* Work instructions *
This exercise calls for an exact transcription. Set down every record below.

*** Data for this task ***

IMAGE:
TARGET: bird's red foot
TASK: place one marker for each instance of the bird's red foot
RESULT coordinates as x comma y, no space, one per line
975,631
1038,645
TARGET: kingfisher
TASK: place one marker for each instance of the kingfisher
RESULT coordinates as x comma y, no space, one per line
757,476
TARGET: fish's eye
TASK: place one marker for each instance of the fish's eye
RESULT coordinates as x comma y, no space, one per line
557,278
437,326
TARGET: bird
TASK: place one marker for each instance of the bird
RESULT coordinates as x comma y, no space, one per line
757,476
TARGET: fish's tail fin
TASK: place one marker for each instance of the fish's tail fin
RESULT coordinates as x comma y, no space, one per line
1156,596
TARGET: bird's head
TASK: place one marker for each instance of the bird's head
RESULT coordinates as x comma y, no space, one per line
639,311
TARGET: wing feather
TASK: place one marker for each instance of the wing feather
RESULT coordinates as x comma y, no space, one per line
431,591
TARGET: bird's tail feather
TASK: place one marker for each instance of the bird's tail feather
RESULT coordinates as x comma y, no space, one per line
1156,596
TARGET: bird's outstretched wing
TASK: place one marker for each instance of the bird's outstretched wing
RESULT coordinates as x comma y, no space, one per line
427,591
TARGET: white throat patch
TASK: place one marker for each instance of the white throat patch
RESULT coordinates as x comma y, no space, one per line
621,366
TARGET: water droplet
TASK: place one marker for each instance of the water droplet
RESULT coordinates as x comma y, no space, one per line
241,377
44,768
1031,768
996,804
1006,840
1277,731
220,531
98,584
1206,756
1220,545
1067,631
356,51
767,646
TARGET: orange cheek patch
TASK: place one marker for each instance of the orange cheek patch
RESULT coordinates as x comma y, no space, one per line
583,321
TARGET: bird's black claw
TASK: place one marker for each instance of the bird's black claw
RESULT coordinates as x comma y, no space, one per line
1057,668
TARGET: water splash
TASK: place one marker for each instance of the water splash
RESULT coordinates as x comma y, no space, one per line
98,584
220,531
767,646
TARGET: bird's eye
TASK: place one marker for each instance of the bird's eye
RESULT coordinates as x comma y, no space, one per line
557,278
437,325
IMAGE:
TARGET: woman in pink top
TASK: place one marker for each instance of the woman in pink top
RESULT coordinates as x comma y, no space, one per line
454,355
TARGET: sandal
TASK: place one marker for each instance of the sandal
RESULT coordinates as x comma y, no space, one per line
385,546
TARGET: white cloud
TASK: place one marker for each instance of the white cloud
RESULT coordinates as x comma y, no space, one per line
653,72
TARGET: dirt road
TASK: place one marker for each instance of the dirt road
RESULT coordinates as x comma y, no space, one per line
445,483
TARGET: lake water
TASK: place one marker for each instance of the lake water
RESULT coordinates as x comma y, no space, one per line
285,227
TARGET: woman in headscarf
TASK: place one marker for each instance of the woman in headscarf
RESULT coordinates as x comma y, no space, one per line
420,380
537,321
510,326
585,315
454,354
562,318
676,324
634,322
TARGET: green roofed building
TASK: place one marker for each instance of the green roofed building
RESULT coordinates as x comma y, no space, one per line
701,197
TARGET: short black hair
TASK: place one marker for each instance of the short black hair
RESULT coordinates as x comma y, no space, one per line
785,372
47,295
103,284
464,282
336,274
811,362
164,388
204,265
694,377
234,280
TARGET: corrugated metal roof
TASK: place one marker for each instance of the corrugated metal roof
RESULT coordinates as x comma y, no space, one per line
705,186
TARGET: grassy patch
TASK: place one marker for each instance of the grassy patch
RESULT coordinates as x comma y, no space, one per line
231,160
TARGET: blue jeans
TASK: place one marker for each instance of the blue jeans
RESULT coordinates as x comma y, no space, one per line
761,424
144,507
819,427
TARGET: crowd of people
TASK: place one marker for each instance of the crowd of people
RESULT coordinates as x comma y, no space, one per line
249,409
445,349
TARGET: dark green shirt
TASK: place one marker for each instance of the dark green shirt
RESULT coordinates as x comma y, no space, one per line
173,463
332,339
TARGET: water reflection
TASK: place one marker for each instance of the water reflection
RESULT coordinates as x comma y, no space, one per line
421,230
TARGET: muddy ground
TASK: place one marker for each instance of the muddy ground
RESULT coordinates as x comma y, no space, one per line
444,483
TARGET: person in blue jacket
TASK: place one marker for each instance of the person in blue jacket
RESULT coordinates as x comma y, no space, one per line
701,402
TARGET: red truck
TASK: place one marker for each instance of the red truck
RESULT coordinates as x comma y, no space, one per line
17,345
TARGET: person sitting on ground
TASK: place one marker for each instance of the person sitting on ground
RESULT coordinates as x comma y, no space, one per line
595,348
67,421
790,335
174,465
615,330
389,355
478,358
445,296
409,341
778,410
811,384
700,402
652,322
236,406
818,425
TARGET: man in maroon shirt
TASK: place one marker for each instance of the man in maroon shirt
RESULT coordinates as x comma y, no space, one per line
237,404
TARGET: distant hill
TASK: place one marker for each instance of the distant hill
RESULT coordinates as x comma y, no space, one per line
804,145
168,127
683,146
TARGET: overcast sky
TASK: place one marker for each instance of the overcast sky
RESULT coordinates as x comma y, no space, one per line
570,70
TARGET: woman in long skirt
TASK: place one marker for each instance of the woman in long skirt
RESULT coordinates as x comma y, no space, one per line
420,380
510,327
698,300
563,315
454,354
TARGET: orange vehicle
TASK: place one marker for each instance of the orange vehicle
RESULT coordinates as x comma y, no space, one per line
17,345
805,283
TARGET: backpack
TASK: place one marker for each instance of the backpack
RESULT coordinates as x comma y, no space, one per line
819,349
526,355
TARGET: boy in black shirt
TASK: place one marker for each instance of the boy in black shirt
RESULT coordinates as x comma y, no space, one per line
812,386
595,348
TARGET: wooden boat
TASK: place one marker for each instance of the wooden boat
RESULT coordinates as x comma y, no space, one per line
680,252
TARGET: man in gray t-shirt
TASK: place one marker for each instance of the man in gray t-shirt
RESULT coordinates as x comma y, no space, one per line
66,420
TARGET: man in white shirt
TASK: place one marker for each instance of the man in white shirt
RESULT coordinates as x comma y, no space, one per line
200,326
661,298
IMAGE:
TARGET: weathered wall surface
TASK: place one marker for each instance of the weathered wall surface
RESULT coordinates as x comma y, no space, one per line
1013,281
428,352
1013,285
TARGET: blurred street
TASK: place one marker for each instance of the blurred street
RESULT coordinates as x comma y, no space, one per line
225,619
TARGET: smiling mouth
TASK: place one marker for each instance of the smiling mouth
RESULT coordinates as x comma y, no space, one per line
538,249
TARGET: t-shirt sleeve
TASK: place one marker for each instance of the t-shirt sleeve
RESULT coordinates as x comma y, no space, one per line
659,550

*** End of Data for this task ***

* Completed exercise *
IMAGE:
TARGET: bird's red foot
TASK: place one marker for each instance of the bird's red foot
RESULT coordinates as x comma y, no space, one per line
975,631
1038,645
TARGET: kingfisher
TASK: place one marker for each instance of the kingfisher
RESULT coordinates as x comma y, no space, one per line
757,476
TARGET: fish's eye
TASK: place one marker for each instance of the fish's eye
RESULT coordinates as x comma y, no space, one per line
557,278
437,326
TARGET: bird
TASK: place one marker for each instance of the bird
RESULT coordinates as x comma y, no space, one per line
757,476
TARGET: fish's tail fin
TASK: place one marker for each instance of the fish's tail fin
RESULT coordinates as x comma y, no space, one per line
1156,596
TARGET: bird's head
TASK: place one marker for each instance of the bird's head
RESULT coordinates as x comma y, no space, one per line
639,311
TARGET: wing feather
TASK: place one marker for each instance of the wing feather
RESULT coordinates as x comma y, no space, one per line
431,591
TARGET: bird's tail feather
TASK: place one marker for each instance of the bird's tail feather
RESULT coordinates as x comma y, no space, one per line
1156,596
TARGET: bird's outstretched wing
TASK: place one marker for each instance of the bird's outstretched wing
RESULT coordinates as x comma y, no space, one per line
427,591
TARGET: white throat patch
TASK: place one marker for each instance of the white throat patch
RESULT coordinates as x comma y, no space, one per line
621,366
TARGET: water droplet
TASK: place one marker for each instance of the water droplet
RESULT coordinates as x comma y, no space, one per line
241,377
44,768
1031,768
996,804
1006,840
1277,731
220,531
98,584
1206,756
1220,545
1067,631
356,51
767,646
TARGET: orange cheek patch
TASK: place one marker for each instance of the orange cheek patch
RESULT coordinates as x comma y, no space, one per line
583,321
TARGET: bird's black claw
TASK: place one marker for each instance of the bird's black claw
RESULT coordinates as x comma y, no space, one per line
1057,668
TARGET: water splash
TASK: place one marker for each instance of the water splash
RESULT coordinates as x comma y, no space, one per line
98,584
220,531
767,646
TARGET: bird's eye
TASK: place one marker for each instance of the bird's eye
RESULT coordinates as x comma y, no space, one per line
557,278
437,325
IMAGE:
TARGET: woman in pink top
TASK: place one marker for each instance of the woman in pink top
RESULT coordinates as x comma y, no space, one per line
454,355
TARGET: sandal
TASK: place one marker for each instance of the sandal
RESULT coordinates as x comma y, no space, one per line
385,546
TARGET: white cloud
TASK: place one marker for each instance of the white cloud
RESULT coordinates as x comma y, no space, one per line
653,72
TARGET: dirt road
TASK: place one marker for each instance of the dirt road
RESULT coordinates as x comma y, no space, one per line
445,483
TARGET: lake water
TASK: place one marker for each instance of the lake water
RESULT coordinates as x comma y, no space, one per line
285,227
TARGET: woman in headscarf
TASK: place one marker for each instance of the woman in headscarf
RESULT coordinates as x comma y, no space, one per line
420,380
537,321
510,326
585,315
454,354
562,318
676,324
634,322
TARGET: green roofed building
TASK: place one marker for each instance of the green roofed building
RESULT coordinates as x comma y, no space, one per line
701,197
TARGET: short black hair
TASK: place one marker for each instance of the short black hair
RESULT coordinates as x comma y, no space, one per line
785,372
47,295
103,284
464,282
336,274
811,362
164,388
204,265
694,377
234,280
TARGET: corrugated metal roof
TASK: place one marker for each instance of the corrugated metal roof
RESULT coordinates as x comma y, no space, one per line
705,186
TARGET: grassy patch
TASK: place one marker for each instance of the grassy patch
RESULT coordinates as x comma y, no space, one per line
231,160
TARGET: blue jeans
TASK: place one marker for each instance of the blue jeans
RESULT coordinates as x comma y, no space, one per line
761,424
144,507
819,427
TARGET: crowd of people
TASK: place one marker for each instance of the crowd of people
RESULT coordinates as x comma y, no space, one per line
249,409
445,349
TARGET: dark green shirt
TASK: place one marker for each instance of the dark green shirt
RESULT coordinates as x comma y, no space, one per line
173,463
332,339
TARGET: water reflection
TASK: place one marker for each instance of the water reflection
RESULT coordinates as x comma y, no space, one per line
421,230
TARGET: muddy ground
TASK: place one marker for each instance of the muddy ground
RESULT coordinates as x comma y, no space, one per line
444,483
TARGET: person in blue jacket
TASK: place one marker for each instance of the person in blue jacket
RESULT coordinates as x comma y, no space, one per line
701,402
TARGET: red truck
TASK: place one marker for each instance of the red truck
RESULT coordinates as x comma y, no space, one per line
17,345
TARGET: person sitting on ground
TASK: place one marker for each instance of the person sitting on ground
RESULT coordinates as x comma y, no space, one per line
595,348
67,421
790,335
174,465
615,330
389,355
478,358
445,296
409,341
778,410
811,384
700,402
652,322
236,406
818,425
TARGET: man in maroon shirt
TASK: place one marker for each instance of the man in maroon shirt
RESULT coordinates as x comma y, no space, one per line
237,404
TARGET: distant hill
TASK: place one marker for each instance of the distant hill
RESULT coordinates as x comma y, no space, one per line
804,145
168,127
683,146
TARGET: overcast sky
TASK: place one marker for each instance of the overcast sky
RESULT coordinates as x comma y, no space, one per line
570,70
TARGET: woman in long skirt
TASK: place one marker for each instance of the woman in long skirt
RESULT coordinates as x comma y, no space, one per line
420,380
510,327
698,300
563,315
454,354
TARGET: orange vehicle
TASK: place one marker for each instance of the orange vehicle
RESULT coordinates as x comma y, no space, one per line
17,345
805,283
TARGET: backpack
TASK: place one marker for each instance of the backpack
RESULT coordinates as x comma y, no space, one per line
819,349
526,355
TARGET: boy in black shirt
TASK: place one marker for each instance of the boy in black shirt
RESULT coordinates as x comma y, no space, one per line
812,386
595,348
TARGET: wooden boat
TASK: place one marker for each instance of the wooden boat
RESULT coordinates as x comma y, no space, one per line
680,252
TARGET: man in gray t-shirt
TASK: place one marker for each instance of the man in gray t-shirt
RESULT coordinates as x comma y, no space, one per line
66,420
TARGET: man in white shirt
TASK: place one marker for each instance of the man in white shirt
RESULT coordinates as x comma y, no space, one per line
200,326
661,298
IMAGE:
TARGET: weathered wall surface
TASK: place one marker for each instance of the weathered wall surface
RESULT coordinates as x comma y, no space, one per line
1013,281
428,352
1013,285
TARGET: blurred street
TASK: place one marker for each instance of the blurred street
RESULT coordinates as x comma y, no space, one per line
225,619
TARGET: smiling mouth
TASK: place one marker for each instance of the smiling mouth
RESULT coordinates as x comma y, no space, one per line
538,249
TARGET: t-shirt sleeve
TASK: place one marker for each instance of the t-shirt sleeve
RESULT coordinates as x comma y, no space, one per line
659,550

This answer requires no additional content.